◆ **PROMPT 1**
Answer these questions using the news article on the Fairbanks cargo plane crash.
(a) How many gallons of unleaded fuel was the DC-4 carrying?
(b) How far from the airport, and in what direction, did the plane crash into the Tanana River?
(c) About how high above the ground was the plane when the engine separated from the wing?
◆ **PROMPT 2**
Continue the news article on the Fairbanks cargo plane crash, beginning after its final sentence about the pending engine examination.

QUOTED PASSAGE below:

NTSB: Engine separated from cargo plane seconds before deadly crash near Fairbanks

May 2—Federal investigators on the deadly crash of a fuel-laden cargo plane near Fairbanks say they will focus on an engine that separated from the wing just before a post-crash fire destroyed the plane.

The Douglas DC-4 went down just after leaving Fairbanks International Airport the morning of April 23, killing both pilots on board. Alaska State Troopers said the plane crashed into the Tanana River about 7 miles southwest of the airport, then slid into a bluff and was consumed by flames.

The plane was making a delivery to the Northwest Alaska village of Kobuk. The DC-4 owned and operated by Wasilla-based Alaska Air Fuel was transporting 3,400 gallons of unleaded fuel and two 100-gallon propane tanks, according to a preliminary report released Thursday by the National Transportation Safety Board.

The plane was destroyed on impact, according to the report. But the engine separated from the wing about 100 feet above the ground, coming to rest on a frozen section of the river, it said.

The engine was recovered, lead NTSB investigator Mark Ward wrote in the report, "and a detailed engine examination is pending."

End of QUOTED PASSAGE.
SOURCE DATA below:

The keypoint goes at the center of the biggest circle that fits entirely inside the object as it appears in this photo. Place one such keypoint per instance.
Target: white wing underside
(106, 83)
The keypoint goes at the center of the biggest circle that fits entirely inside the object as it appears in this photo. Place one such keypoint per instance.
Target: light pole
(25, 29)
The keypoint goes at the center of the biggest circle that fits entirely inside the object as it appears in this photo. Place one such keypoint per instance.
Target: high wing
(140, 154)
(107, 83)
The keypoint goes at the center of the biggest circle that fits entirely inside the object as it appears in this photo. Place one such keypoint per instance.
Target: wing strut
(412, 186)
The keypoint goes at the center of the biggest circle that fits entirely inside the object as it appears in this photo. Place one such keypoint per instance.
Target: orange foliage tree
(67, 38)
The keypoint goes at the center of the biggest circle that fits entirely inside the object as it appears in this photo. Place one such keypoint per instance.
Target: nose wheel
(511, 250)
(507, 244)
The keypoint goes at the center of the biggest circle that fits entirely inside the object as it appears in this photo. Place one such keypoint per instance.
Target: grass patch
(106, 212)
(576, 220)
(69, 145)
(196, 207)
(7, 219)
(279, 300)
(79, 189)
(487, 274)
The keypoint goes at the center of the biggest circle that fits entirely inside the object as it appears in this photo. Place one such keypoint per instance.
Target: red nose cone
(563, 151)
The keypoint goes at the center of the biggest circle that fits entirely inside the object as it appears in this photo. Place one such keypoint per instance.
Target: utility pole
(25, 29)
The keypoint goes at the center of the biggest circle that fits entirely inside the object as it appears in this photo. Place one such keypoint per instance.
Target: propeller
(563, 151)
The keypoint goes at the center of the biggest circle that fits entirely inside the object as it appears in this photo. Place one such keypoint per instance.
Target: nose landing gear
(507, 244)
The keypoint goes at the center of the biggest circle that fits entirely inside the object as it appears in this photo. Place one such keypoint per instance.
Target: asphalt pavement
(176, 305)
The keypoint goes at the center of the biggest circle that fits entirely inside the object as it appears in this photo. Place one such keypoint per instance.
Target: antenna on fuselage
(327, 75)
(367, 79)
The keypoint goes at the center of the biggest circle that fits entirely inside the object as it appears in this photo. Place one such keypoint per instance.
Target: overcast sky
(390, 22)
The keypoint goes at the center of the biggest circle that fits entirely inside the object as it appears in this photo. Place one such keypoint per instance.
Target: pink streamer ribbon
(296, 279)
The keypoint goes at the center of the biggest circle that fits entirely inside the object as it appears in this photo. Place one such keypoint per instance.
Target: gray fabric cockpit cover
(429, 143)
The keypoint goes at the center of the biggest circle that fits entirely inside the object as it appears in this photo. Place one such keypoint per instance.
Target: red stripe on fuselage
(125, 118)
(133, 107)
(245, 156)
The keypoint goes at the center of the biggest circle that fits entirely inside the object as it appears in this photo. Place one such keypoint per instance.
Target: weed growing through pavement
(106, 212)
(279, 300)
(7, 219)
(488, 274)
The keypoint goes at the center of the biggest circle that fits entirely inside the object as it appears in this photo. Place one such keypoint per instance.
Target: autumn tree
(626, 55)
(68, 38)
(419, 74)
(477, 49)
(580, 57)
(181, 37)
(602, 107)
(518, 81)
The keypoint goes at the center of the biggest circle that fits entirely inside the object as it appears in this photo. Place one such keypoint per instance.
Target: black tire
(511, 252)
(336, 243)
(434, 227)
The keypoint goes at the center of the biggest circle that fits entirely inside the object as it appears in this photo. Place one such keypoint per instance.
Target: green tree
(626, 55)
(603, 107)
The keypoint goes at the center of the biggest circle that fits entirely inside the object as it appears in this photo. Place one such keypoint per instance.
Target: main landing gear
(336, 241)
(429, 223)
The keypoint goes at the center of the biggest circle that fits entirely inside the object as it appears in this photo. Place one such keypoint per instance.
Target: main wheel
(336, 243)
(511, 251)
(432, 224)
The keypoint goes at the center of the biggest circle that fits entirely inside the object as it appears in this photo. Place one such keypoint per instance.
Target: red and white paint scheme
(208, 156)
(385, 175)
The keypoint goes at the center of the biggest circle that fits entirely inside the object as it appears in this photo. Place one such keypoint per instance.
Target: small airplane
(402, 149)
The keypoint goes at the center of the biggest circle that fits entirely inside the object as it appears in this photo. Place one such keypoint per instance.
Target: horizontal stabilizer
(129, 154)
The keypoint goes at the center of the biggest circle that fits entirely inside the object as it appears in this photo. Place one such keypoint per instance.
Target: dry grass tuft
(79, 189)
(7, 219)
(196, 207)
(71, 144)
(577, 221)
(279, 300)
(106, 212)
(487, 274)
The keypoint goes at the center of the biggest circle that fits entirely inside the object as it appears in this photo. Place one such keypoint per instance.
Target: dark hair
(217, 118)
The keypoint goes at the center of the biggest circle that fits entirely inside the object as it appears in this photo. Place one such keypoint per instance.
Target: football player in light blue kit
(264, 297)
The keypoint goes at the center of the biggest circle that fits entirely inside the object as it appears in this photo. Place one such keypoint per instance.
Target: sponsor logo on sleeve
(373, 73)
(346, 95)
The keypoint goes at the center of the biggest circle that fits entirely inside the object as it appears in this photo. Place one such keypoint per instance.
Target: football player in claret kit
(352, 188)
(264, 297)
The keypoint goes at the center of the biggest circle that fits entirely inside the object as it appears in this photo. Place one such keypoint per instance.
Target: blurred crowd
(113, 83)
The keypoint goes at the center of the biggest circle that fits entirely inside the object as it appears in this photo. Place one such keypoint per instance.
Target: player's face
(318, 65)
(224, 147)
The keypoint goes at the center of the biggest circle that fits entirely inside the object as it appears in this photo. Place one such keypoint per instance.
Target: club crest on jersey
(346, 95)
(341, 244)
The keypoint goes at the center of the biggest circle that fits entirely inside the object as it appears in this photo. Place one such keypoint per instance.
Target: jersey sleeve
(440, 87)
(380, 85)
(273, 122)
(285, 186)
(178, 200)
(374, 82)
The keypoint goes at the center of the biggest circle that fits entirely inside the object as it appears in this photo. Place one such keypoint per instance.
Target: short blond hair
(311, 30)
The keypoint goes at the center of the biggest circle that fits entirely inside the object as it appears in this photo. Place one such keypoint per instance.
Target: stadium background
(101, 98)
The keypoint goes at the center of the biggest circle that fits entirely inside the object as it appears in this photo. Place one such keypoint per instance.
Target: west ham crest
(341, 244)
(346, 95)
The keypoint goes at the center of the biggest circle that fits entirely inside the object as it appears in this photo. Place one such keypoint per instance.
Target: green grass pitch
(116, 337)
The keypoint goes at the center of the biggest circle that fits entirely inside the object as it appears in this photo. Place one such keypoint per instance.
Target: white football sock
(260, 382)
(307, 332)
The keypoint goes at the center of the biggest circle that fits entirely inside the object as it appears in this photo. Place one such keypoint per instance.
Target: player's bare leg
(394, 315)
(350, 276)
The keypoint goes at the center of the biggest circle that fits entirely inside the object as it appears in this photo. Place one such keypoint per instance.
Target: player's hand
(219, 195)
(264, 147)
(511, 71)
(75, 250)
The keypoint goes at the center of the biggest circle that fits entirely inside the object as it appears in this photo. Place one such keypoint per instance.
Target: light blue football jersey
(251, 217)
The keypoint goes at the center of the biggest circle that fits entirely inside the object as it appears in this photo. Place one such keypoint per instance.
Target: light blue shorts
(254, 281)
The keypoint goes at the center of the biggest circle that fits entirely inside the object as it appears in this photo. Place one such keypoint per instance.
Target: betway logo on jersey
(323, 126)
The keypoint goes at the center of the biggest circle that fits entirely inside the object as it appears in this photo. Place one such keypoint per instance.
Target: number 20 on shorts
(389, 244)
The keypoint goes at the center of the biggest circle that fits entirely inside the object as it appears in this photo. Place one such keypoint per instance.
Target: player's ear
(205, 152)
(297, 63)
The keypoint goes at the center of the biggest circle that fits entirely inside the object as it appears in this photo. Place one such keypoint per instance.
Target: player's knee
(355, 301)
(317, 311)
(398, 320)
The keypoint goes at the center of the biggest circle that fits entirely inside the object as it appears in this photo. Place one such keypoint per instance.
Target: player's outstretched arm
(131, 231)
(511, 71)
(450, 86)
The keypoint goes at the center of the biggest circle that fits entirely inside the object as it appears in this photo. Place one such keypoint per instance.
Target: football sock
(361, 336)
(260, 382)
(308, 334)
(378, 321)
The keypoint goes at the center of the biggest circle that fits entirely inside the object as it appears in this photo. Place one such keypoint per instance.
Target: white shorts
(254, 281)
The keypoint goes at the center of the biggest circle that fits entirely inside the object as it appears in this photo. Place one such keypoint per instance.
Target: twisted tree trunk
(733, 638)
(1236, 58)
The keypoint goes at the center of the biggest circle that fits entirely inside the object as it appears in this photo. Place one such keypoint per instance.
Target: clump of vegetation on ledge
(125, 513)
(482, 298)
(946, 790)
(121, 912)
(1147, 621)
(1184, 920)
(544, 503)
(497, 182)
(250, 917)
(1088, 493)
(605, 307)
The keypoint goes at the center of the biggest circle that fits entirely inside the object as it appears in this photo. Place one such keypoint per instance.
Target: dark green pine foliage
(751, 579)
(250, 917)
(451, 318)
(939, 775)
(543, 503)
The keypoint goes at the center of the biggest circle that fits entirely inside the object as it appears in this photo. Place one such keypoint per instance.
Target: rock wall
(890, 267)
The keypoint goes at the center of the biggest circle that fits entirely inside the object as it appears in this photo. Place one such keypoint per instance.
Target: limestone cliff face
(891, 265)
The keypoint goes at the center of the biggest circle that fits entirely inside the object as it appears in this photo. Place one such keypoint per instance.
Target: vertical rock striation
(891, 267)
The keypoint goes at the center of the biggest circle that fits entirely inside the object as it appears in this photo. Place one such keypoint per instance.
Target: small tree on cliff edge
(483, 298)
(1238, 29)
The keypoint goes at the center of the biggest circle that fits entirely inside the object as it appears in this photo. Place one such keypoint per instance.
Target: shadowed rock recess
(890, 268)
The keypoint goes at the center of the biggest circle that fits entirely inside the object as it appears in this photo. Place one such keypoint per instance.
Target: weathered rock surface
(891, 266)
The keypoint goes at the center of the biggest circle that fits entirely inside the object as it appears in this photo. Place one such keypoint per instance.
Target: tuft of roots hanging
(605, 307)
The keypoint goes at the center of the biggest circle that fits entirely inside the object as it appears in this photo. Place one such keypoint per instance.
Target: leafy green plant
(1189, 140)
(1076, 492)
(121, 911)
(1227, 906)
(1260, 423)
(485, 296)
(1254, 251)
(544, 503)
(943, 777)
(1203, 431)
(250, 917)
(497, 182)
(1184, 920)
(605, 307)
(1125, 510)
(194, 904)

End of SOURCE DATA.

◆ **RESPONSE 1**
(a) 3,400 gallons.
(b) About 7 miles southwest of the airport.
(c) About 100 feet.

◆ **RESPONSE 2**
Much of the plane's structure was incinerated by a large post-crash fire, according to the report.

Investigators said last week that the crew reported an in-flight fire shortly after departure and requested a return to the Fairbanks airport.

A witness spotted the plane just after it departed at about 9:55 a.m. and said the far left engine wasn't running, according to the new report. A plume of smoke was visible as the plane began a turn, and the witness said he saw the engine was on fire, the report said.

Mike Emers, owner of Rosie Creek Farm southwest of Fairbanks, told the Daily News he heard an explosion and saw one of the engines on fire, followed by the sound of additional explosions. Emers, his son, and a neighbor followed a large smoke plume to the crash site, where they tried to beat down the flames with their sweatshirts.

Surveillance video from the farm shows an explosion behind the engine, "followed by fragments of airplane wreckage falling to the ground," Ward wrote. "The airplane then begins an uncontrolled descending left turn into terrain."

The crash occurred at 10:03 a.m., about 8 minutes after the plane took off.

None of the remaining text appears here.